TUS TAREAS →
**1)** Devuelve el pasaje del hilo sobre el reloj de ajedrez que empieza en las palabras "Como construir un reloj digital" y termina después de "decimas de segundos.".
**2)** Según el hilo sobre el reloj de ajedrez, ¿cuántos displays tiene para cada jugador el reloj preliminar que se presenta?
**3)** Escribe lo que sigue en el hilo sobre el reloj de ajedrez a partir de su última oración.

FRAGMENTO SELECCIONADO →
◆ ◆ ◆

# Como construir un reloj de ajedrez



## quimypr (Abr 14, 2007)

Hola a todos, les cuento que estoy en 4to año de una escuela industrial (Otto Krause), en la especialidad de electronica.

Soy nuevo en esta pagina y me gustaria q alguien me pudiera ayudar con este tema:

Como construir un reloj digital de ajedrez.

El mismo deberia estar formado por dos contadores regresivos q lleguen hasta 9hs:59minutos.

El tiempo inicial deberia poder se configurado por el usuario.

Lo q se me ocurre (no se si se puede hacer) es usar 4 displays en cada contador, mientras los contadores muestren hasta la hora entera marcarian las horas y los minutos. Cuando el reloj pase a los 59 minutos, marcaria los minutos y los segundos. Y a partir de los 5 minutos marcarian los minutos enteros, los segundos y las decimas de segundos.

Ejemplo

Una hora, veinte minutos, diez segundos:

1:20

Cuarenta minutos, cincuenta segundos

40:50

Tres minutos, diez segundos, 8 decimas

3:10.8


Otra cosa q deberia tener el reloj es incremento, es decir q se pueda configurar la cantidad de segundos q se sumarian por jugada.


Bueno, lo que espero de las respuestas de este comentario no es q me resuelvan el problema, sino q todos tratemos de construir este proyecto q estaria buenisimo armar. A los q saben por favor coaboren 

Muchas Gracias


----------



## quimypr (Abr 21, 2007)

Che si contestan no me enojo eh???


----------



## maunix (Abr 23, 2007)

¿y qué es lo que debemos contestar?  más que contestar, se me ocurren 134123 preguntas!!

¿usaras un microcontrolador o circuitos integrados?
¿qué micro usaras?
¿tienes idea de programar un micro?
¿tienes duda en ómo hacer el software? 
¿tienes duda en cómo mostrar los datos?
¿tienes duda en cómo armar el circuito?


----------



## quimypr (Jun 24, 2007)

Bueno

Les dejo aqui si a alguien le interesa un preeliminar reloj de ajedrez construido a base de un 74192, y compuertas lógicas. Es muy limitado, con tres displays para cada jugador lo máximo que puede llegar es a 9m:59s. Tiene un interruptor para la alimentación, un interruptor que frena el tiempo de los dos jugadores, un pulsador set para configurar el tiempo en minutos para cada jugador, y un pulsador reset para resetear los segundos de cada jugador.

Los pulsadores estan dibujados como llaves de dos efecetos porque el workbench no tiene pulsadores, si alguien me puede facilitar el link de descarga del circuit maker, o de algun programa esquema/simulacion agradecido.

◆ ◆ ◆

[Registros de etiquetado y segmentación]
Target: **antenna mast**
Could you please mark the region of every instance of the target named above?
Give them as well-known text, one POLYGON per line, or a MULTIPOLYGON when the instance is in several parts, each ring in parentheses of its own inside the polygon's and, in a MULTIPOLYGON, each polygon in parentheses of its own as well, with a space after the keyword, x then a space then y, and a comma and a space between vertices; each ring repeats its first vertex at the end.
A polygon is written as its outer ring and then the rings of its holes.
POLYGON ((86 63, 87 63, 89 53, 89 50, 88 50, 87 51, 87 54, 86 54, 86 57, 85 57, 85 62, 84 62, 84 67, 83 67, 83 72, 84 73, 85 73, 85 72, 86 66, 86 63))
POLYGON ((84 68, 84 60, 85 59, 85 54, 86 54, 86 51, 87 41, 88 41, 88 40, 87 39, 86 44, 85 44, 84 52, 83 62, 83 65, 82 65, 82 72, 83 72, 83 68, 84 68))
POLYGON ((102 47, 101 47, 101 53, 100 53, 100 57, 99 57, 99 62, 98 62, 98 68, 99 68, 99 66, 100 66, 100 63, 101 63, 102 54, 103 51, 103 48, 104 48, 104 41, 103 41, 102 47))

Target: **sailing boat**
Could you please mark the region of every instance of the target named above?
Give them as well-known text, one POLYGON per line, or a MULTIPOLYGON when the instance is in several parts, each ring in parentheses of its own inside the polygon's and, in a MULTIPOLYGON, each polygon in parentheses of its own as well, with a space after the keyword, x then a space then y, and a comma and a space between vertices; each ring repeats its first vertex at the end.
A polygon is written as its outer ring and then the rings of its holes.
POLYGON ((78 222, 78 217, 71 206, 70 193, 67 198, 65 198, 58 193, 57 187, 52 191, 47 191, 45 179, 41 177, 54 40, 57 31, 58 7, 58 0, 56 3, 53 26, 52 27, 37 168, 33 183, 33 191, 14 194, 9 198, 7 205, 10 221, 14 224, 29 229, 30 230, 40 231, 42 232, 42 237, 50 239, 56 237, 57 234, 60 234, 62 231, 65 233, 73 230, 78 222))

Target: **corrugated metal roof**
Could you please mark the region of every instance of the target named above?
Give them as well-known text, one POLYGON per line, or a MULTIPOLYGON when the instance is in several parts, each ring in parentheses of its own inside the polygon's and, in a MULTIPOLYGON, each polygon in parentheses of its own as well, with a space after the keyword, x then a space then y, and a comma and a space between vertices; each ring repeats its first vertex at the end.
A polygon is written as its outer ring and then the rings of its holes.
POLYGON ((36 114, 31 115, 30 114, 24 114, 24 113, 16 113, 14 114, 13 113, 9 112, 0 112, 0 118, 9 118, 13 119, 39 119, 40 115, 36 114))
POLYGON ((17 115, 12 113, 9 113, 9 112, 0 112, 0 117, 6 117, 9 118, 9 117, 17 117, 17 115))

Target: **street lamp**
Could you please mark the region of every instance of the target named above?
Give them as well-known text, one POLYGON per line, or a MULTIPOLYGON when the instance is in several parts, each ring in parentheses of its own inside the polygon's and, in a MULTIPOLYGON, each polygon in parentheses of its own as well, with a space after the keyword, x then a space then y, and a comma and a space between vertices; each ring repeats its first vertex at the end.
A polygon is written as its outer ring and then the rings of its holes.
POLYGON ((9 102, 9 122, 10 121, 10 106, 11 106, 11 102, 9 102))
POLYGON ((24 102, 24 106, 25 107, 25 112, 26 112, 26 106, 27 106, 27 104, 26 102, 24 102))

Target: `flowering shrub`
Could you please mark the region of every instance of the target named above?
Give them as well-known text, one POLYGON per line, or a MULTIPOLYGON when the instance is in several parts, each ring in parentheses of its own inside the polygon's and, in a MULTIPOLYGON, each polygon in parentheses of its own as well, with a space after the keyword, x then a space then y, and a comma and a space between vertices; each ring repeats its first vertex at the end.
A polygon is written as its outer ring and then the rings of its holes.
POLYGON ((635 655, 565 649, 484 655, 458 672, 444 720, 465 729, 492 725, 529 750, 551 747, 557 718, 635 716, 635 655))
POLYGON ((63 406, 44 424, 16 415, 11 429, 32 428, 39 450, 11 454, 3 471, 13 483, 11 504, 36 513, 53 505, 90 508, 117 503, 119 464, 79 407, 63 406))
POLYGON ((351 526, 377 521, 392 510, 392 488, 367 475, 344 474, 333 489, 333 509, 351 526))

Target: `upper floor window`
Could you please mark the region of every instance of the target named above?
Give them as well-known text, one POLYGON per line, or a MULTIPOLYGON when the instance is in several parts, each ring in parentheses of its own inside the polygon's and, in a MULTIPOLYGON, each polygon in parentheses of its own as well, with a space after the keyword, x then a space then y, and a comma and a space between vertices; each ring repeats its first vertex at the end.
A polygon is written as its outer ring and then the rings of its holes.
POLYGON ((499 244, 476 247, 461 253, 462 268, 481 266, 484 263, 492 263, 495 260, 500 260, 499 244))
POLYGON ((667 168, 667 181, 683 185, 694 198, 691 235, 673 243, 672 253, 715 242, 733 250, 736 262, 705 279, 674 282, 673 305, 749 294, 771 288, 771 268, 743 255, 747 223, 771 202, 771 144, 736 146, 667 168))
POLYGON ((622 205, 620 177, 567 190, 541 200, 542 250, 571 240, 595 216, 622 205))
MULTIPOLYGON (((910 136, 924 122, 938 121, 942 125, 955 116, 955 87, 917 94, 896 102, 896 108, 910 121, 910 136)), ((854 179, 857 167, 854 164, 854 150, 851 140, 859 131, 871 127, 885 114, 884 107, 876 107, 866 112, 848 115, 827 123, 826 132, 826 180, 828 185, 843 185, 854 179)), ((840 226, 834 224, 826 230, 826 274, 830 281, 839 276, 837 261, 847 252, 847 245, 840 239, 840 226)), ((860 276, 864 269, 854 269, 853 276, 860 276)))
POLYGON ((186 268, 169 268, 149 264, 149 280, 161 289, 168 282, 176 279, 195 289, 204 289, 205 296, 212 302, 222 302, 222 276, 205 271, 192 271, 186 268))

◆ ◆ ◆

RESPUESTAS DEL EJERCICIO →
**1)**
Como construir un reloj digital de ajedrez.

El mismo deberia estar formado por dos contadores regresivos q lleguen hasta 9hs:59minutos.

El tiempo inicial deberia poder se configurado por el usuario.

Lo q se me ocurre (no se si se puede hacer) es usar 4 displays en cada contador, mientras los contadores muestren hasta la hora entera marcarian las horas y los minutos. Cuando el reloj pase a los 59 minutos, marcaria los minutos y los segundos. Y a partir de los 5 minutos marcarian los minutos enteros, los segundos y las decimas de segundos.

**2)** Tres displays.

**3)**
Para la frecuencia utilize un clock que me daba el workbench. Pero la verdad que todavia no se como hacerla en la vida real. Alguien me puede ayudar??

Bueno por ultimo el credito de todo esto es para Rodrigo Perez Millan


----------



## quimypr (Jun 24, 2007)

Me olvide de explicar el circuito.

Aca va:

El interruptor (Space) es el que le da la alimentacion al circuito.

El clock 1Hz 50% es el que le da la frecuencia a los relojes.

La llave de dos efectos (Q) es la que cambia el conteo, acciona uno u otro reloj.

El interruptor (W) es el que detiene el tiempo de ambos jugadores

Los pulsadores (Z) y (A) se usan para resetear los segunderos de cada reloj

Los pulsadores (S) y (X) se usan para setear los minutos de cada reloj.

El 74192 de la derecha es el que controla los segundos, a el le llega la frecuencia de 1Hz y basicamente cuente hacia atras 9..8..7..6..5..4..3..2..1..0.. y arranca de 9 otra vez.

Cuando el display esta 9, tiene que mandar el pulso para que las decimas de segundos desciendan entonces con una combinacion de compuertas generamos ese 1

El 74192 que esta en el medio tiene cargado, en binario el 5, para que el display no empiece de 99, sino de 59. Para que el load se active, hay que colocar en las entradas D, C, B, A el numero 0101, y que en load halla un nivel logico bajo o un 0, entonces lo que se hace es lo siguiente:

Como el contado tira por defecto el numero 9 (1001), necesitamos de hay sacar un 0 para activar el load y que marque 5 en lugar de 9. Simplemente negamos C, y B,  multiplicamos todas las variantes, al resultado lo negamos y eso lo mandamos al load para que se cargue el 5.

Por ultimo el 74192 que controla los minutos recibe el pulso cuando en el display de decenas de segundos pasa de 0 a 5

Y eso es todo

Cuando aprenda a programar pics lo hare mas facil y con mas cosas

Saludos


----------



## pazsan (Jul 5, 2007)

Mira, yo solo soy un quimico, pero hago cosillas de electronica. No voy a poder decirte como armarlo, pero cuando tengas una idea puedo construir el circuito y ver como anda.
Igual voy a averiguar porque en un libro que tengo dice como armar un cronometro coon cuenta regresiva, quizas se puede sacar alguna idea de ahi.

Bueno pibe, nos vemos.

Suerte


----------



## strakk82 (Jul 12, 2007)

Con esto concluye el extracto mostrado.